OK, here is the suggestion given by @tetori. Let $\mathfrak c=|\mathbb R|$. Write $A\sim B$ for "There is a bijection between $A$ and $B$."

Note first that $2^{\mathfrak c}=\mathfrak c^{\mathfrak c}$. We start by claiming that there are $2^{\mathfrak c}$ bijections $\pi:\mathbb R\to\mathbb R$. This is because $\mathbb R\sim \mathbb R\times\{0,1\}$. Given any function $f:\mathbb R\to 2$, it can be coded via a bijection $$\pi_f:\mathbb R\times\{0,1\}\to\mathbb R\times\{0,1\}$$ as follows: If $f(x)=0$, let $\pi_f(x,i)=(x,i)$ for $i=0,1$. If $f(x)=1$, let $\pi_f(x,i)=(x,1-i)$ for $i=0,1$.

With that out the way, note that $\mathbb R/\mathbb Q$ has size $\mathfrak c$, where $\mathbb R/\mathbb Q$ is the collection of equivalence classes of Vitali's equivalence relation that identifies $x,y\in\mathbb R$ iff $x-y\in\mathbb Q$. Write $[x]$ for the equivalence class of $x$ under this relation.

Information provided =
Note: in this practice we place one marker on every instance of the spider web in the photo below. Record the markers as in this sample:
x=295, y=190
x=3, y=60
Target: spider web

Goals =
(A) From the passage on bijections of the reals, set down the part that opens with the words containing "OK, here is" and closes with "under this relation.".
(B) Using the passage on bijections of the reals, decide whether each statement agrees with it. Answer yes or no for each and quote the words that settle it.
(i) The passage uses $\mathfrak c$ for the cardinality of $\mathbb R$.
(ii) The passage claims there are $\mathfrak c$ bijections from $\mathbb R$ to $\mathbb R$.
(iii) Vitali's equivalence relation identifies two reals when their difference is rational.
(C) Please write what comes next in the passage on bijections of the reals, starting after its final sentence.

Results for each task =
(A)
OK, here is the suggestion given by @tetori. Let $\mathfrak c=|\mathbb R|$. Write $A\sim B$ for "There is a bijection between $A$ and $B$."

Note first that $2^{\mathfrak c}=\mathfrak c^{\mathfrak c}$. We start by claiming that there are $2^{\mathfrak c}$ bijections $\pi:\mathbb R\to\mathbb R$. This is because $\mathbb R\sim \mathbb R\times\{0,1\}$. Given any function $f:\mathbb R\to 2$, it can be coded via a bijection $$\pi_f:\mathbb R\times\{0,1\}\to\mathbb R\times\{0,1\}$$ as follows: If $f(x)=0$, let $\pi_f(x,i)=(x,i)$ for $i=0,1$. If $f(x)=1$, let $\pi_f(x,i)=(x,1-i)$ for $i=0,1$.

With that out the way, note that $\mathbb R/\mathbb Q$ has size $\mathfrak c$, where $\mathbb R/\mathbb Q$ is the collection of equivalence classes of Vitali's equivalence relation that identifies $x,y\in\mathbb R$ iff $x-y\in\mathbb Q$. Write $[x]$ for the equivalence class of $x$ under this relation.

(B)
(i) Yes: "Let $\mathfrak c=|\mathbb R|$."
(ii) No: "there are $2^{\mathfrak c}$ bijections $\pi:\mathbb R\to\mathbb R$"
(iii) Yes: "identifies $x,y\in\mathbb R$ iff $x-y\in\mathbb Q$"

(C)
Brian's construction associates to each bijection $h:\mathbb R/\mathbb Q\to \mathbb R$ an open map $f_h:\mathbb R\to\mathbb R$ via $$ f_h(x)=h([x]). $$ The point is that, as explained in the link, $f_h(U)=\mathbb R$ for any nontrivial open set $U$, since any $U$ intersects each equivalence class, so $f_h$ is open.

But the association $h\mapsto f_h$ is injective, so there are at least as many open maps as there are bijections between $\mathbb R/\mathbb Q$ and $\mathbb R$. We already argued that there are $2^{\mathfrak c}$ bijections between $\mathbb R\times\{0,1\}$ and itself, and since $$\mathbb R\times\{0,1\}\sim\mathbb R\sim\mathbb R/\mathbb Q,$$ there are $2^{\mathfrak c}$ bijections $h:\mathbb R/\mathbb Q\to\mathbb R$. Since this is the same as the total number of functions $g:\mathbb R\to\mathbb R$, we cannot have more than that. So there are precisely $2^{\mathfrak c}$ open maps.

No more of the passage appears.